John Howard Sampson, M.D., Ph.D, M.B.A, M.H.S.c, is the former chief of the department of neurosurgery at Duke University where he serves as a professor of surgery, biomedical engineering, immunology, and pathology.

Education
 B.Sc, University of Manitoba 1986
 MD, University of Manitoba Faculty of Medicine, 1990
 PhD, Neuro-Oncology, Duke University Medical Center, 1994-1996
 Residency: Neurosurgery, Duke University Medical Center, 1991-1998
 Fellowship: Neurological Intensive Care, Duke University Medical Center, 1998
 MHSc, Duke University, 2007
 MBA, Duke University Fuqua School of Business, 2011

Work and research
Sampson has written a variety of papers, including a paper in Nature on his clinical trial on the treatment of glioblastoma patients and another in how tetanus toxoid and CCL3 improve dendritic cell vaccines in mice and glioblastoma patients.
----------------
### List of tasks
[1] According to the Sampson profile, in what year and from which school did Sampson receive his MBA?
[2] Write out the Sampson profile from "Work and research" up to and including "and glioblastoma patients.".
The listing after this has nothing to do with the Sampson profile.

### Extracted entries
----------------
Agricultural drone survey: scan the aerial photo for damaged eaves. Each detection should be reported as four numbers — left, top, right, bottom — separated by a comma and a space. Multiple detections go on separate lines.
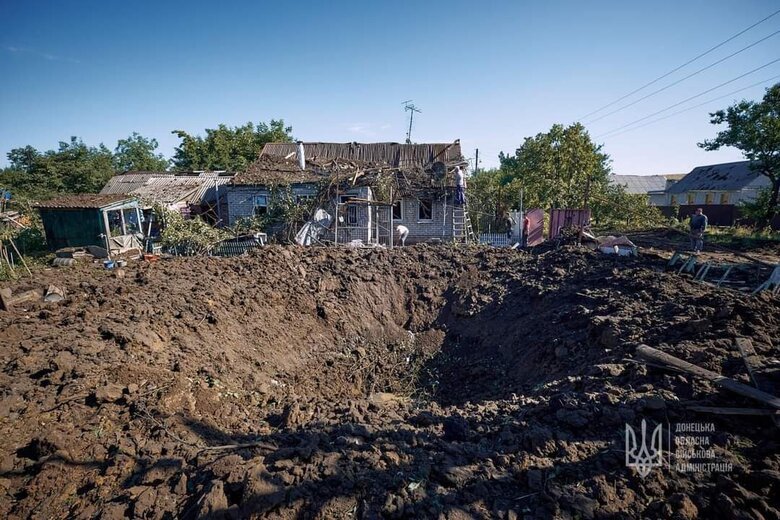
232, 141, 466, 196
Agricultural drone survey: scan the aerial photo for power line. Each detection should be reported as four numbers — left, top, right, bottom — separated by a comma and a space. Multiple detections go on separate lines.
598, 74, 780, 137
579, 9, 780, 121
590, 30, 780, 123
596, 58, 780, 138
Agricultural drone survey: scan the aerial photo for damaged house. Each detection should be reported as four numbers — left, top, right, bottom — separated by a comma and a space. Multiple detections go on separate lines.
227, 141, 468, 245
100, 171, 233, 225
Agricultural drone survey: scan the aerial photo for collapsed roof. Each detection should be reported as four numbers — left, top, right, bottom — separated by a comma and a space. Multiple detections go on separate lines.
233, 141, 467, 193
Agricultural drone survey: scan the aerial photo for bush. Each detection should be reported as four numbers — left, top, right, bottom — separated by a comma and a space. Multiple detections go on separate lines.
154, 206, 229, 256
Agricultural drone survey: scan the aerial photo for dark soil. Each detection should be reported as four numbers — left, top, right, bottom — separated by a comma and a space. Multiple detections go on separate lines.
0, 246, 780, 519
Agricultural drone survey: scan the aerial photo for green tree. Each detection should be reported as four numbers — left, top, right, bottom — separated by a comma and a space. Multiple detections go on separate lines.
499, 123, 610, 208
172, 119, 293, 171
114, 132, 169, 172
699, 83, 780, 228
0, 137, 114, 199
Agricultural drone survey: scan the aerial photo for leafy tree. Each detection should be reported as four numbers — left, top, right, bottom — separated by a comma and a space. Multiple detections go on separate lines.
699, 83, 780, 228
0, 137, 114, 199
499, 123, 610, 208
172, 119, 292, 171
114, 132, 169, 172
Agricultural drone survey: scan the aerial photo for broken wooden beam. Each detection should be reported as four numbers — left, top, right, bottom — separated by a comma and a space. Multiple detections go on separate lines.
687, 406, 780, 417
636, 345, 780, 409
734, 338, 780, 426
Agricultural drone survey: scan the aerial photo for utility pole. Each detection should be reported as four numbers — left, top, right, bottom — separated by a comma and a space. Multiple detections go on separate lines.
403, 99, 422, 144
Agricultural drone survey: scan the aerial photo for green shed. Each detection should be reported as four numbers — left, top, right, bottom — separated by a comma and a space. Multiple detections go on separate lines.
37, 193, 144, 254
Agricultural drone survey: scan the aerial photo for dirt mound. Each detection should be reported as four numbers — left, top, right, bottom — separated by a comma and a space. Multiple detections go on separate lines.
0, 246, 780, 518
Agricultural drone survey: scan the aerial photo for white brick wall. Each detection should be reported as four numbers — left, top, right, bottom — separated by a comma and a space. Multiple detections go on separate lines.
223, 184, 453, 243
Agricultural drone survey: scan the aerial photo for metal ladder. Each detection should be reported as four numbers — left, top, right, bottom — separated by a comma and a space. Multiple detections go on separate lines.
452, 204, 478, 244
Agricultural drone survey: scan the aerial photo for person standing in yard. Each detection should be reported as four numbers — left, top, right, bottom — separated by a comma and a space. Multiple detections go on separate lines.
691, 208, 707, 253
395, 224, 409, 246
455, 166, 466, 206
520, 215, 531, 247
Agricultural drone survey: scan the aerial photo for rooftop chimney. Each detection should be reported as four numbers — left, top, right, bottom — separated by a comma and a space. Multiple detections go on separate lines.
298, 141, 306, 170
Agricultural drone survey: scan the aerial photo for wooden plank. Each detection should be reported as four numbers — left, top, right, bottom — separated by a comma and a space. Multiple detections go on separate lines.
636, 345, 780, 409
734, 338, 780, 427
688, 406, 780, 417
734, 338, 761, 388
8, 238, 33, 278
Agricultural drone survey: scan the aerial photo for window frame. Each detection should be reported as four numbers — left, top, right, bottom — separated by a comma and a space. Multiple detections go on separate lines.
339, 195, 358, 226
391, 199, 404, 221
417, 197, 433, 222
252, 195, 269, 217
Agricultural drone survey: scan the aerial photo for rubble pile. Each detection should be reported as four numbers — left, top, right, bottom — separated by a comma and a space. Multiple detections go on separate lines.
0, 245, 780, 519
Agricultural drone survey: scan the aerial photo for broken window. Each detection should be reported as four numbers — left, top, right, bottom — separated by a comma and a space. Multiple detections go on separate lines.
417, 199, 433, 220
122, 208, 141, 235
393, 200, 404, 220
106, 209, 125, 237
254, 195, 268, 217
341, 195, 357, 226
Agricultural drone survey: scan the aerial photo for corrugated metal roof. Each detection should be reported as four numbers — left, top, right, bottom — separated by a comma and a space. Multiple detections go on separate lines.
610, 175, 666, 195
132, 177, 203, 204
666, 161, 769, 194
233, 154, 330, 186
100, 172, 233, 204
260, 141, 463, 168
36, 193, 133, 209
100, 172, 174, 195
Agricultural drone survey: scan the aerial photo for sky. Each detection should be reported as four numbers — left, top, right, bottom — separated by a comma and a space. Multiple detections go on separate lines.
0, 0, 780, 175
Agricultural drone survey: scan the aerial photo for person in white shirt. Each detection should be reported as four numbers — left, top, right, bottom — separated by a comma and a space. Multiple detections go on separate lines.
395, 224, 409, 246
455, 166, 466, 206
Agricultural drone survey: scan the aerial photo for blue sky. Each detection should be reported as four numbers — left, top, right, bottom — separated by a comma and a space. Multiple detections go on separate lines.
0, 0, 780, 174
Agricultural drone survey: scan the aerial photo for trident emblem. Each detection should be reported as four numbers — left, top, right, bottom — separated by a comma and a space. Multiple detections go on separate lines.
626, 419, 663, 478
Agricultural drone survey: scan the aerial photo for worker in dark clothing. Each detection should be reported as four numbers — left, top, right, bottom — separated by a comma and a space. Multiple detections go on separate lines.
521, 215, 531, 247
691, 208, 707, 253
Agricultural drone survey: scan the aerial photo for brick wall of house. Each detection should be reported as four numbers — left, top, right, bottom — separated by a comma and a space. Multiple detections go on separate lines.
223, 184, 317, 226
393, 197, 452, 244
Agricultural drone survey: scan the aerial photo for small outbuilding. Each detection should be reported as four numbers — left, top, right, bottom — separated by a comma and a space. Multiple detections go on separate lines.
37, 193, 144, 254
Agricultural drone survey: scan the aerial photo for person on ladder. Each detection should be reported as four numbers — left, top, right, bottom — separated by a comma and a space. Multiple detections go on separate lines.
455, 166, 466, 206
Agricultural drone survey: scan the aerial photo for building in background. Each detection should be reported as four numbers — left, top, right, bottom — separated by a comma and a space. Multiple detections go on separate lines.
227, 141, 467, 243
37, 193, 144, 254
664, 161, 771, 206
610, 173, 685, 206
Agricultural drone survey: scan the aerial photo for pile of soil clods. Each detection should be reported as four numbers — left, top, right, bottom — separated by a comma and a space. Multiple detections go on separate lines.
0, 246, 780, 518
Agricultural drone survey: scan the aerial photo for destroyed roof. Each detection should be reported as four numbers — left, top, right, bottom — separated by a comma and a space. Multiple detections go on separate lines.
100, 172, 233, 203
260, 141, 463, 168
610, 175, 666, 195
100, 172, 174, 195
233, 155, 368, 186
132, 177, 203, 204
666, 161, 769, 194
36, 193, 133, 209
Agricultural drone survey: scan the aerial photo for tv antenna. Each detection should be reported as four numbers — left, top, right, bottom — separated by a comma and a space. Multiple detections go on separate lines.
403, 99, 422, 144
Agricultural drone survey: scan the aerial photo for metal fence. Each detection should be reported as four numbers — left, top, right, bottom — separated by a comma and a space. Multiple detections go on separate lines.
479, 233, 517, 247
332, 202, 393, 247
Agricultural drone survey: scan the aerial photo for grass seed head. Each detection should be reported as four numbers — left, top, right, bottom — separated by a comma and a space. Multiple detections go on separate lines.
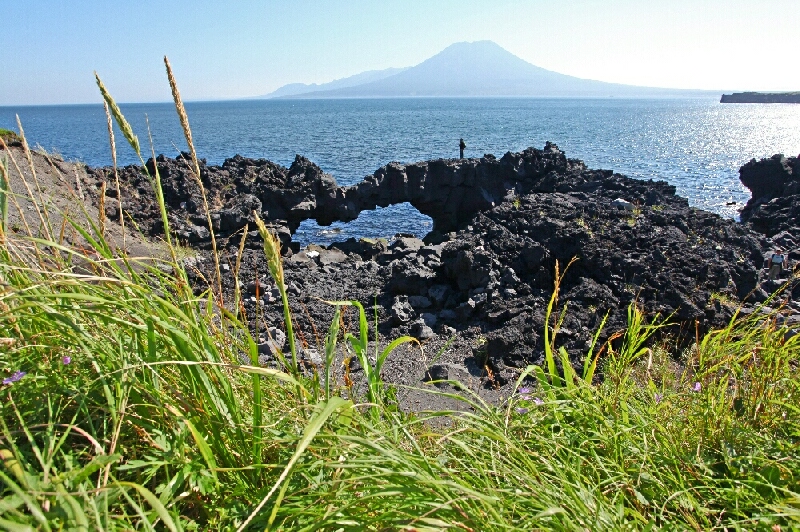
----------------
### Solutions by task
[1] 2011, from Duke University Fuqua School of Business.

[2]
Work and research
Sampson has written a variety of papers, including a paper in Nature on his clinical trial on the treatment of glioblastoma patients and another in how tetanus toxoid and CCL3 improve dendritic cell vaccines in mice and glioblastoma patients.